### SET TASK
Word for word, quote all of the material, omitting the pictures.

### SUPPLIED DATA
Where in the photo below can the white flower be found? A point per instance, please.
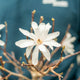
(2, 42)
(69, 47)
(39, 39)
(2, 26)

### CORRECT OUTPUT
Where in the photo below can the white flower be found? A point per instance, please.
(2, 42)
(69, 47)
(39, 39)
(2, 26)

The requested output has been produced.